--- Begin Document ---

China is a big country with about 13 billion people. The foreign investors see a lot of opportunities in doing business in China. There is a general misunderstanding among the foreign investors that when they enter the market they will effortlessly squeeze in the mass market and beat the local competition in no time. This is not true. The foreign investors need to have a specific and clear objective in order to enter the market. The foreign investor's positioning strategy in the market should be very strong for the the first few years as these years are very critical in order to survive in the long run. The rule of thumb would be to squeeze in the mass market and attian a firm toe hold among some top local brands before they plot more specific medium term starters in order to first beat the other foreign in investors in the Chinese market. A solid presence in the mas smarket in the early years will give power to the company and products and help them earn the deserved share of market as early as possible. this will help improve their competitiveness in the market year by year and free them from possible pressures of interferences from headquarters and weakening financial position. The author also tells us about how competition is very fierce in the Chinese economy and it is very important for a foreign investor to be clear about who their competitors are. The Chinese people see a transparent borderline between the local companies and the foreign investors. Although, they are always aware about the possible threats that could come from the other side of the border, they have more head on competition with the local companies in China.
One of the most interesting fact that I learned from this book is that Chinese people not well trained to evaluate and control financial risks, a far as credit control is concerned. Chinese way of accounting receivables must be its absence of any concept of bad debts or doubtful debts. Therefore, we will never find an item called "bad debt provision" in their financial reports, as required by the state. Also, foreign investors should pay attention to the level of account receivables and intensive financial analysis should be conducted from the management whenever the business is reviewed, other than its performance on sales achievement and profitability.

--- End Document ---

• _Request 1_
Output the rows below as a two-column CSV with the headers instruction and coordinates. Cover everything from the line that contains "shrub and record the coordinates." down through the line that contains "(1010, 425)", both included, with one CSV line per instruction paired with its coordinates, each value in a single quoted field and line breaks changed to spaces.

--- Begin Data for this exercise ---

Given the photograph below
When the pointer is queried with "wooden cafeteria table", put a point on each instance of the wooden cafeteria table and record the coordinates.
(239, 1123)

--- End Data for this exercise ---
--- Begin Data for this exercise ---

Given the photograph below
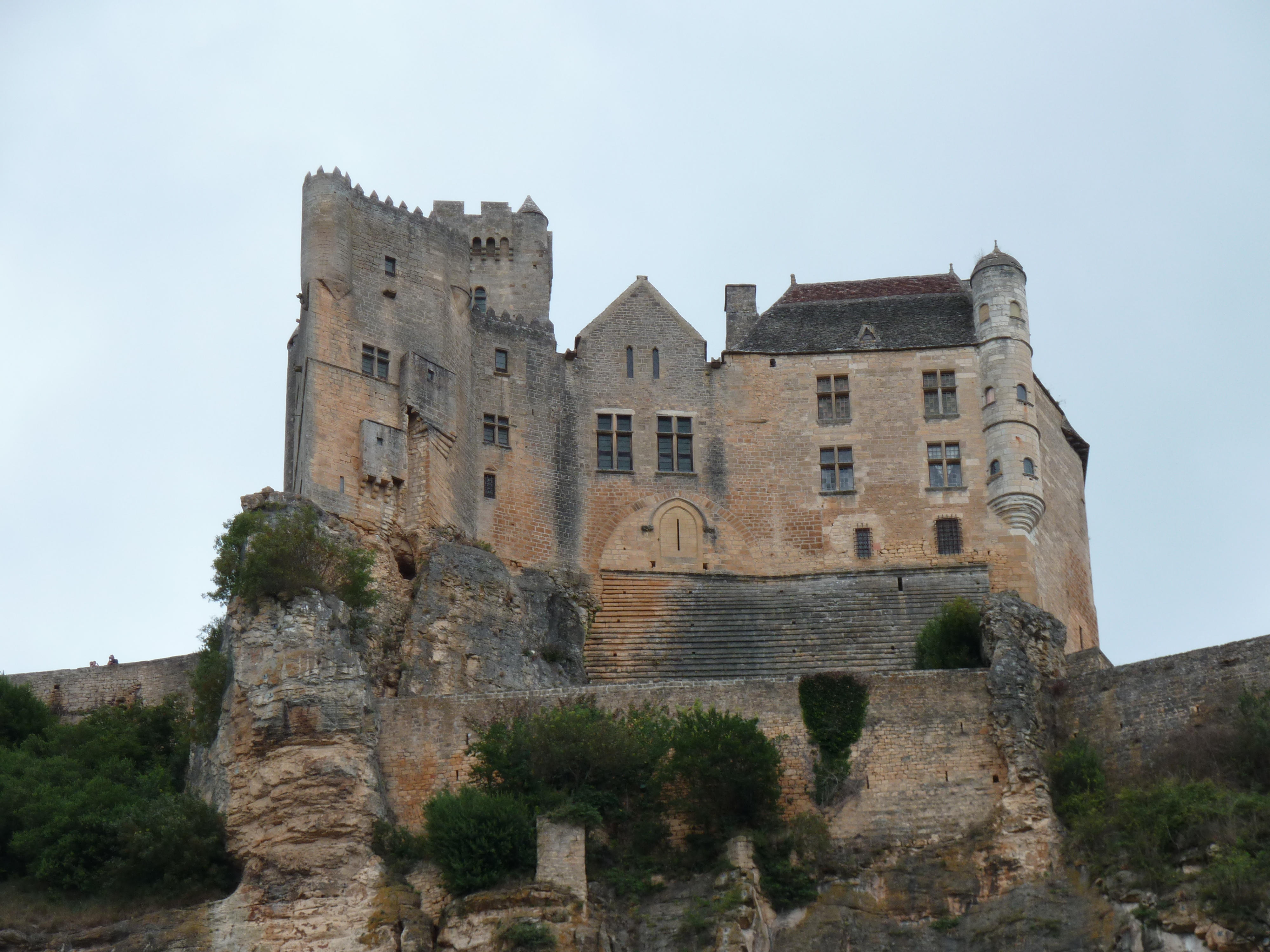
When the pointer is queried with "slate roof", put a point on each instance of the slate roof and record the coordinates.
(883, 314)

--- End Data for this exercise ---
--- Begin Data for this exercise ---

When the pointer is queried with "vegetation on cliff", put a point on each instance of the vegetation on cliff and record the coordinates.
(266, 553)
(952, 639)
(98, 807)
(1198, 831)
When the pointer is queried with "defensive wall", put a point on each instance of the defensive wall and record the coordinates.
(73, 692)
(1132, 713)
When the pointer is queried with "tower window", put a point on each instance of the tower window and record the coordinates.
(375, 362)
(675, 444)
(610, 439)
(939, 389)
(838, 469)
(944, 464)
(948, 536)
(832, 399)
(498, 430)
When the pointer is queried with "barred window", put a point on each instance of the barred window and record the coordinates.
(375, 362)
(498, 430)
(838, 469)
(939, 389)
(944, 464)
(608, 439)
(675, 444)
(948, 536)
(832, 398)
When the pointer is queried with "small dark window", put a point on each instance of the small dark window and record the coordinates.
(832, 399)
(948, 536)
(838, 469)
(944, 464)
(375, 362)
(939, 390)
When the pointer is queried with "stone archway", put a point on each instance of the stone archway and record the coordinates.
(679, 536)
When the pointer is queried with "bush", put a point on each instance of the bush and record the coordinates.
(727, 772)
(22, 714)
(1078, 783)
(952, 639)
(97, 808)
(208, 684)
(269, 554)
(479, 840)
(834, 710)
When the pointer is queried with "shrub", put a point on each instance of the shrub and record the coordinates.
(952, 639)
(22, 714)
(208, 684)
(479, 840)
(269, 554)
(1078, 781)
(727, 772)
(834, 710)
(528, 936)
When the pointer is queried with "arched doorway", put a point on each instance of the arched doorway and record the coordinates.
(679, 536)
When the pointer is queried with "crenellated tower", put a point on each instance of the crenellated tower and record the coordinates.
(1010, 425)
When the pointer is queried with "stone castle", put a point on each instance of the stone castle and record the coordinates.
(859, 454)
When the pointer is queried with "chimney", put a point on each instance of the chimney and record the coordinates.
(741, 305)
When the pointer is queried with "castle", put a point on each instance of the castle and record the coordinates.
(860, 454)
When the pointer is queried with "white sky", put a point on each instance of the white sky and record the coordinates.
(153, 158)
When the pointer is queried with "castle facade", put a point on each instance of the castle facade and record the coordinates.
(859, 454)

--- End Data for this exercise ---

• _Request 2_
Answer these about the passage on doing business in China:
(a) According to the passage on doing business in China, what item will never be found in Chinese financial reports?
(b) What level should foreign investors pay attention to?
(c) What does a solid presence in the mass market in the early years give the company and its products?

• _Task response 1_
instruction,coordinates
"When the pointer is queried with ""shrub"", put a point on each instance of the shrub and record the coordinates.","(952, 639) (22, 714) (208, 684) (479, 840) (269, 554) (1078, 781) (727, 772) (834, 710) (528, 936)"
"When the pointer is queried with ""arched doorway"", put a point on each instance of the arched doorway and record the coordinates.","(679, 536)"
"When the pointer is queried with ""crenellated tower"", put a point on each instance of the crenellated tower and record the coordinates.","(1010, 425)"

• _Task response 2_
(a) An item called "bad debt provision."
(b) The level of account receivables.
(c) It gives them power and helps them earn their deserved share of the market as early as possible.